• **YOUR OBJECTIVE**:
Extend the piece about lunch as a setting for learning and community, starting after its last sentence about the San Francisco Unified School District enlisting its high school students.

• **TEXT BLOCK**:

My experience is just one example of how lunch, often a down time for students and teachers, can be turned into an intimate, stimulating forum for learning. Or as Oprah’s chef Art Smith puts it in his book, Back to the Table: The Reunion of Food and Family: “Lunch is also a good opportunity to meet friends and associates who, while not part of our families, add richness and depth to our lives.”

For instance, in the new Independent Teacher article “The Power of Boys’ Lunches in Middle School: Breaking Bread, Breaking Misconceptions, Learning Together, and Building Community,” author William Piper explains how the Boys’ Lunch at the Middle School at University School of Milwaukee (Wisconsin) started as an anti-bullying program six years ago, but to his delighted surprise has evolved into a space where children and teachers learn from one another as they enjoy meals together. It’s been so successful that the school has developed a Girls’ Lunch.

Collective creativity, too, bubbles to the surface in these kinds of structured, yet intimate settings, as Jonah Leher explains in The New Yorker article “Brainstorming Doesn’t Really Work.” Steve Jobs had this in mind when he designed Pixar’s headquarters in the 1990s with a central atrium space where everyone in the company was forced to go – and run into each other, Leher writes.

In the piece, Leher offers expert commentary: “If you want people to work together effectively,… findings reinforce the need to create architectures that support frequent, physical, spontaneous interactions,” [Harvard Medical School researcher Isaac] Kohane says. “Even in the era of big science, when researchers spend so much time on the Internet, it’s still so important to create intimate spaces.”

Millennials, ages 13 to 32 years, agree that they prefer intimate, communal space when eating, according a recent Washington Post article, “For Millennials, Food Isn’t Just Food. It’s Community.” And when the San Francisco Unified School District hired the design firm IDEO to rethink the lunch space recently, it enlisted its high school students for help.

• **AVAILABLE DATA**:
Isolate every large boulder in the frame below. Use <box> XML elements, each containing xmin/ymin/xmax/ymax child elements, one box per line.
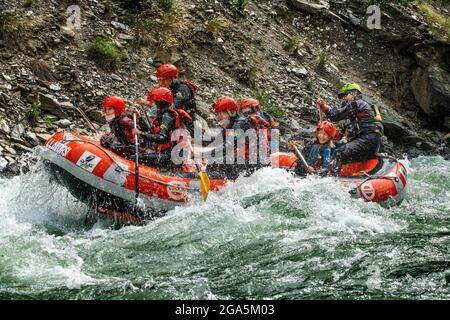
<box><xmin>364</xmin><ymin>96</ymin><xmax>412</xmax><ymax>141</ymax></box>
<box><xmin>411</xmin><ymin>66</ymin><xmax>450</xmax><ymax>119</ymax></box>
<box><xmin>287</xmin><ymin>0</ymin><xmax>330</xmax><ymax>13</ymax></box>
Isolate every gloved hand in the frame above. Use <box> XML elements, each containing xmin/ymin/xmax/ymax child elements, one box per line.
<box><xmin>288</xmin><ymin>140</ymin><xmax>300</xmax><ymax>150</ymax></box>
<box><xmin>316</xmin><ymin>97</ymin><xmax>330</xmax><ymax>113</ymax></box>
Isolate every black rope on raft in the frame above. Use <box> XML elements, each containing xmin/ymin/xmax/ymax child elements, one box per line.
<box><xmin>53</xmin><ymin>139</ymin><xmax>199</xmax><ymax>191</ymax></box>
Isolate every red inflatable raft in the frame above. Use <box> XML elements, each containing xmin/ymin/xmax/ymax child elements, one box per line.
<box><xmin>271</xmin><ymin>153</ymin><xmax>408</xmax><ymax>207</ymax></box>
<box><xmin>41</xmin><ymin>132</ymin><xmax>407</xmax><ymax>222</ymax></box>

• **ANSWER FOR THE TASK**:
” ‘When adults dine, we don’t just think about the food,’ explained Orla O’Keeffe, the executive director of policy and operations. ‘The food is important, but so is what’s going on around it: the ambience, the service, the company. Why would we assume kids are any different?’ ” as Courtney Martin reported in her recent New York Times article, “Improving School Lunch By Design.” Additionally, Alice Waters, owner of Chez Panisse Restaurant and founder of The Edible Schoolyard, addresses children and the dining experience in a recent interview with the Center for Ecoliteracy.

For such reasons, I continue to enjoy brunch and dinner parties. Each one is an opportunity to share and learn about people, events, culture, and ideas – from the mundane to the sublime. These gatherings mixing old and new faces are like fresh oxygen to me, with conversation swirling and stirring my imagination. As the smells waft through the air, the words linger there. Many an idea comes about when listening and talking over meals. I’m grateful for a food table piled high with learning opportunities.

The views expressed here reflect those of the author alone and do not necessarily reflect the views of NAIS. Please contact the author at pinkus@nais.org with comments and suggestions for future blog posts.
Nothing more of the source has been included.